* **Problem**: How would you translate this sentence from the text on academics and software engineers into Spanish: "On the other side, a lot of the smartest software engineers I've known have a terrible tendency to over-engineer things."
-------- Given text
On one hand, academics I've worked with absolutely undervalue good software engineering practices and the value of experience. They tend to come at professional code from the perspective of "I'm smart, and this abstraction confuses me, so the abstraction must be bad", when really there's good reason to it. Meanwhile they look at their thousands of lines of unstructured code, and the individual bits make sense so it seems good, but it's completely untestable and unmaintainable.

On the other side, a lot of the smartest software engineers I've known have a terrible tendency to over-engineer things. Coming up with clever designs is a fun engineering problem, but then you end up with a system that's too difficult to debug when something goes wrong, and that abstracts the wrong things when the requirements slightly change. And when it comes to scientific software, they want to abstract away mathematical details that don't come as easily to them, but then find that they can't rely on their abstractions in practice because the implementation is buried under so many levels of abstraction that they can't streamline the algorithm implementation to an acceptable performance standard.

If you really want to learn about how to properly marry good software engineering practice with performant numerical routines, I've found the 3D gaming industry to be the most inspirational, though I'd never want to work in it myself. They do some really incredible stuff with millions of lines of code, but I can imagine a lot of my former academia colleagues scoffing at the idea that a bunch of gaming nerds could do something better than they can.
----------------
-------- Provided material
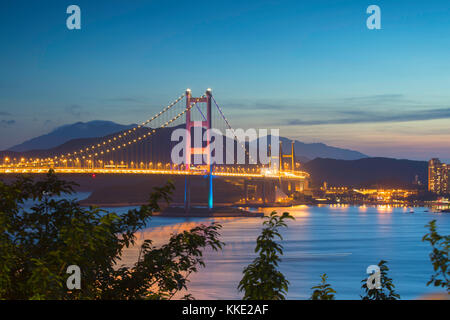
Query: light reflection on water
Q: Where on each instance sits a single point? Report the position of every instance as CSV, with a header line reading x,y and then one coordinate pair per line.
x,y
338,240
----------------
* **Solution for this task**: Por otro lado, muchos de los ingenieros de software más brillantes que he conocido tienen una terrible tendencia a sobrediseñar las cosas.